• ARTICLE:

::::

Mais qui est ce Phil Mulloy ?
Dans l’univers en expansion du film d’animation de ces dernières années, il existe un dessinateur réalisateur anglais qui prend le contre-pied de tout ce qui paraît aux alentours. Pas de sentimentalisme, pas de romantisme, pas d’infantilisation, nous sommes plongés dans un monde cru, violent, très sexué, sans complaisance, terriblement drôle et sarcastique. Tout au long de sa filmographie de courts-métrages, en gros depuis les années 1990, Phil Mulloy fait une analyse lucide et sombre de la nature humaine prédatrice et victime dans un monde déshumanisé. Avant 1990, il filmait de réels documentaires et réalisait des films de science-fiction. Depuis, il jette sur le papier blanc ses traits d’encre noire, noire, noire où éclatent encore mieux le rouge de la souffrance, du meurtre et le feu de la jouissance, ponctuant certains dessins animés (Intolérance II, Le Vent des Changements, La Chaîne…) de pigments symboliques ou d’images d’archives. Ses personnages ont tous les mêmes traits grossiers et élémentaires, mais ils sont d’une expressivité hors du commun et les situations qu’ils vivent vous feront autant grincer des dents que rire aux éclats. Dans chaque histoire, la simplicité graphique et la rapidité du trait courent à l’essentiel par un enchaînement vif de gesticulations, de gags, de scènes absurdes, de comportements extrêmes afin que l’idée, le sens de l’histoire, la «morale» de la fable ou l’émotion soient projetés à la face du spectateur. Attention, la morale c’est qu’il n’y a pas de morale (Les Dix Commandements) dans le monde dépeint par Mulloy. Nous sommes très proches du monde réel. Mulloy ne perd pas son temps à montrer ce qui est positif dans l’humanité puisque (pour lui) la souffrance, la bestialité, l’injustice, l’hypocrisie, les bas instincts dominent les rapports entre individus et société.

::::

• VOTRE OBJECTIF: Relevez tous les titres de films de Phil Mulloy que mentionne l'article ci-dessus.

::::

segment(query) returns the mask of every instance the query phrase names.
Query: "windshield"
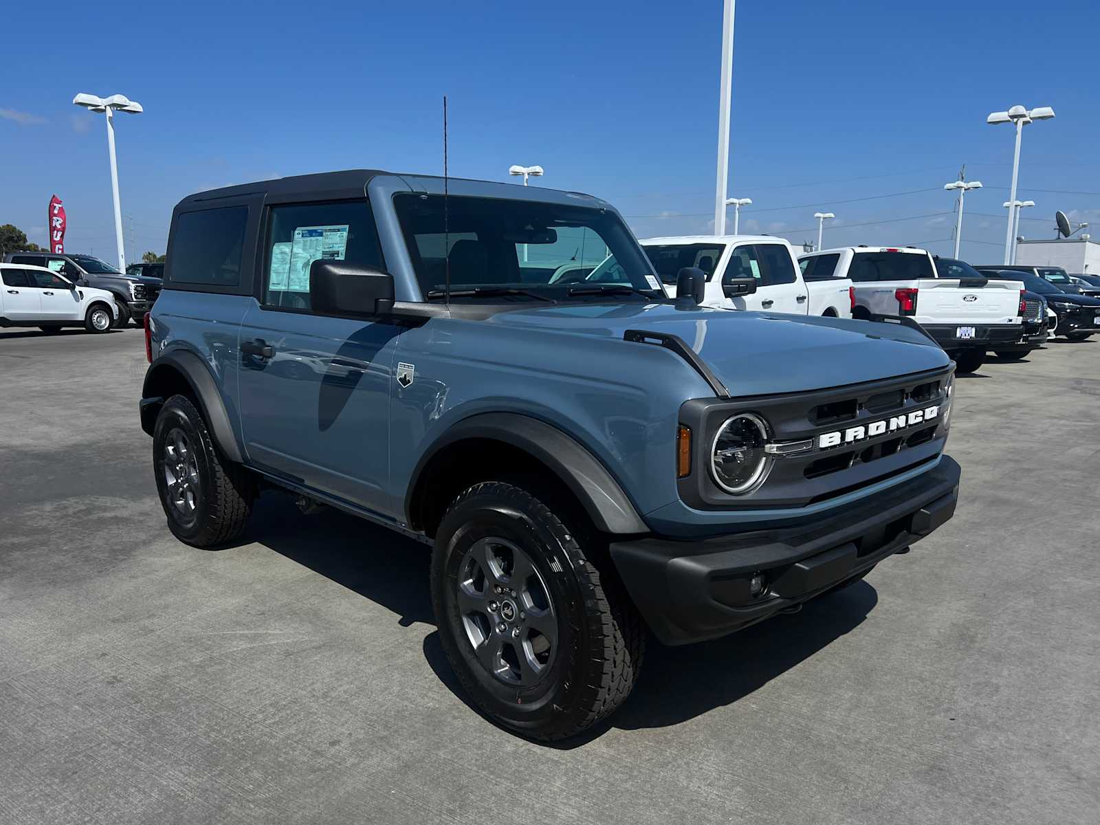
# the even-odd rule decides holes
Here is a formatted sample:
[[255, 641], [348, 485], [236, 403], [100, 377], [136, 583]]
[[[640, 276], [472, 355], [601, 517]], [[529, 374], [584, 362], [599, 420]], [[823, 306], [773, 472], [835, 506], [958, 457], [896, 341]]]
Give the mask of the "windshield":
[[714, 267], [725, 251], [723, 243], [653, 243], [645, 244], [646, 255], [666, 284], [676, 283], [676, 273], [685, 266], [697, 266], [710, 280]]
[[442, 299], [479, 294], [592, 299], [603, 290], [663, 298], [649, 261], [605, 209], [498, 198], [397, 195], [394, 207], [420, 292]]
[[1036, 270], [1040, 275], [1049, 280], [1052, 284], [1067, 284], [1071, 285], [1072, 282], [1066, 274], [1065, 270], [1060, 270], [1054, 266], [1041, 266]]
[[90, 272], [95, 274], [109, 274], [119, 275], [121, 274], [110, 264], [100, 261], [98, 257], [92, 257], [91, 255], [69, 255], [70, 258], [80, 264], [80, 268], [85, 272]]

::::

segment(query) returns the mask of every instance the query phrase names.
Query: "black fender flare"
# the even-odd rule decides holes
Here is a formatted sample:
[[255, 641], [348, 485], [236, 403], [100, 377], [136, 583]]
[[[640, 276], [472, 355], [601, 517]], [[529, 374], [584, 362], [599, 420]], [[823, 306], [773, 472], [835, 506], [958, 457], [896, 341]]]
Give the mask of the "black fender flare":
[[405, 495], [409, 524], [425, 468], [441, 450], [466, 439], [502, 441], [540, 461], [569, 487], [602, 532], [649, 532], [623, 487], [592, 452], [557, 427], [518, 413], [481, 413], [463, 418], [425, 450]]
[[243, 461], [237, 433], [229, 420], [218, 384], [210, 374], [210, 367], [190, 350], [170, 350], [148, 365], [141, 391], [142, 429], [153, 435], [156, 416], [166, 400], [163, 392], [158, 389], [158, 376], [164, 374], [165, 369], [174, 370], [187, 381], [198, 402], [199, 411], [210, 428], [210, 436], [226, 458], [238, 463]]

::::

• RÉPONSE FINALE:
- Intolérance II
- Le Vent des Changements
- La Chaîne
- Les Dix Commandements